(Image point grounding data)
_____

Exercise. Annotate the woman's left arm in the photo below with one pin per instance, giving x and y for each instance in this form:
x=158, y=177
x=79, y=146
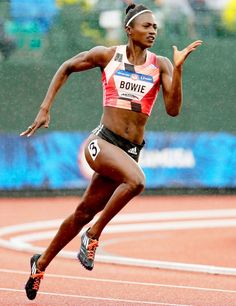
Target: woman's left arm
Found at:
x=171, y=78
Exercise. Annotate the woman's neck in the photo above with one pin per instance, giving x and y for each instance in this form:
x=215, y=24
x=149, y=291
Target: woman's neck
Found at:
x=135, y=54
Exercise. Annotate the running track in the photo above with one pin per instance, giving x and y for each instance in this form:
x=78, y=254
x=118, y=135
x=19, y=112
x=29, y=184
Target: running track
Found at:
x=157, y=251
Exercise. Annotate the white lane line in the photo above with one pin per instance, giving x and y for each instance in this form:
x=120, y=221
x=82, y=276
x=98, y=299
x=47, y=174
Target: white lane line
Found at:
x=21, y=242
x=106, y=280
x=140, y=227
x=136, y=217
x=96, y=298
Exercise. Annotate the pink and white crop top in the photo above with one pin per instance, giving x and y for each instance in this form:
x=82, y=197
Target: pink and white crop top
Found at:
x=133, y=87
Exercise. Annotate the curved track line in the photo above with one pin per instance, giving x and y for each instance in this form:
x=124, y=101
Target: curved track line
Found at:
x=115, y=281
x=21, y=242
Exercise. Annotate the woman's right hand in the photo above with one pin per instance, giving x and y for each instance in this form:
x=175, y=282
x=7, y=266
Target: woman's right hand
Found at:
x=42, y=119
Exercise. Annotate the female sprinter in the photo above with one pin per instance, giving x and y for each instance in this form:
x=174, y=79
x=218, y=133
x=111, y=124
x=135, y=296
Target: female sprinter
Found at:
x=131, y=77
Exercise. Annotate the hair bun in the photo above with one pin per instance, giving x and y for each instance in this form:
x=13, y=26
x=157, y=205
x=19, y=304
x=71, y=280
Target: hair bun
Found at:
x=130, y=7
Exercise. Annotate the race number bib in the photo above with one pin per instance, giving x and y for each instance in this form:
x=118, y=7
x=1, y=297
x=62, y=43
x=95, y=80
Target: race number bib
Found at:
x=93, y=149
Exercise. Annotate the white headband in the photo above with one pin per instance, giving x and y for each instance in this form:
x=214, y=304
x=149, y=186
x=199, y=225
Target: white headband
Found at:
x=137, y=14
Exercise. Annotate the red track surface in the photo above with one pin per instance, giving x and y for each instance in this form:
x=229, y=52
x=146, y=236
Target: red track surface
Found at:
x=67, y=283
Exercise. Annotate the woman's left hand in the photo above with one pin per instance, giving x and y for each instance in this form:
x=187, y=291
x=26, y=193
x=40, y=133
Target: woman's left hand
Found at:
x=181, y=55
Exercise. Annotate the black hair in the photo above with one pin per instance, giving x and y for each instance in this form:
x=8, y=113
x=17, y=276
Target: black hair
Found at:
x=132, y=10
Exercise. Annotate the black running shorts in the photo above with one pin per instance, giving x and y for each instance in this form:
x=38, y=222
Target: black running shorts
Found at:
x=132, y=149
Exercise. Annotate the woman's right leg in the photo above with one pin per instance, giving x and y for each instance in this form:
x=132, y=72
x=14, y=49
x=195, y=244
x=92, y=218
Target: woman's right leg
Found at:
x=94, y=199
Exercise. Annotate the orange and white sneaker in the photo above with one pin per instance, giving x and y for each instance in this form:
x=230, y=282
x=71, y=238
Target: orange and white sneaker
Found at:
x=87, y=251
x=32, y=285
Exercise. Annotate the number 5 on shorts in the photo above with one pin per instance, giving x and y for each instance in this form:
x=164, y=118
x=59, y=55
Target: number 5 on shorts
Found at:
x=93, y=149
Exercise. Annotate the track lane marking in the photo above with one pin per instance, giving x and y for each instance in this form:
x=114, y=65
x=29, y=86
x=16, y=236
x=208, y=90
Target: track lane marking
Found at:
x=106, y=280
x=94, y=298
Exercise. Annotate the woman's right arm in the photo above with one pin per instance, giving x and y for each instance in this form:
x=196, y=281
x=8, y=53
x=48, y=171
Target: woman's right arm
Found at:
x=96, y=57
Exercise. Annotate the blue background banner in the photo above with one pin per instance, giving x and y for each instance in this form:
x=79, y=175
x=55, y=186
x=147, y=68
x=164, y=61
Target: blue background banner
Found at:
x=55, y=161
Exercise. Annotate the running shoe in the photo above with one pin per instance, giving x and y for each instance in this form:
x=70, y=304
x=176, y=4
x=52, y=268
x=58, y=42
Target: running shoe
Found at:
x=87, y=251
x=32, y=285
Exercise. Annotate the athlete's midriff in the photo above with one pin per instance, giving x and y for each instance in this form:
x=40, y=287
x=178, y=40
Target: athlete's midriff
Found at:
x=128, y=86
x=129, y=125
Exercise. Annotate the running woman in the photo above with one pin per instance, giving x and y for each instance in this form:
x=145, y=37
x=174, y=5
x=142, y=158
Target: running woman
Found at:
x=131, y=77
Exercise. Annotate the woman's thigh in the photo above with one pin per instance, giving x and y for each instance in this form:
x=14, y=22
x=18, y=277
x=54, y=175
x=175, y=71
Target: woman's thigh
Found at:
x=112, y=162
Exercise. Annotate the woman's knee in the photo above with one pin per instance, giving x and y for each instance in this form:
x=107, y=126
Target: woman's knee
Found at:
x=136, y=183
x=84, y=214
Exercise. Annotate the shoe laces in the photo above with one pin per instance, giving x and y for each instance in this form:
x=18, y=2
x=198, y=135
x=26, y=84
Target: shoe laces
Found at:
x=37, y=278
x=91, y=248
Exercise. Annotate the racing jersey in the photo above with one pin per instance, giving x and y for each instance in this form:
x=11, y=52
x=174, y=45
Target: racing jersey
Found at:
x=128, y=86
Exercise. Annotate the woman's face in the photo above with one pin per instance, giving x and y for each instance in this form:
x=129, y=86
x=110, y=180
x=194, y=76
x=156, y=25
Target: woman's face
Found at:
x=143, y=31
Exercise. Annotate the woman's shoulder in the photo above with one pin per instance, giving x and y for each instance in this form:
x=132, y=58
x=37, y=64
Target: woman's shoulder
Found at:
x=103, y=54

_____

◆ Task to complete ◆
Working through the records above, copy each line in which "black" is found.

◆ Answer to this problem ◆
Exercise. Annotate the black hair in the photo above with one pin per instance, giving x and y for each instance in this form:
Target: black hair
Exercise. Annotate the black running shorts in the photo above with one pin per instance, giving x and y for each instance in this form:
Target: black running shorts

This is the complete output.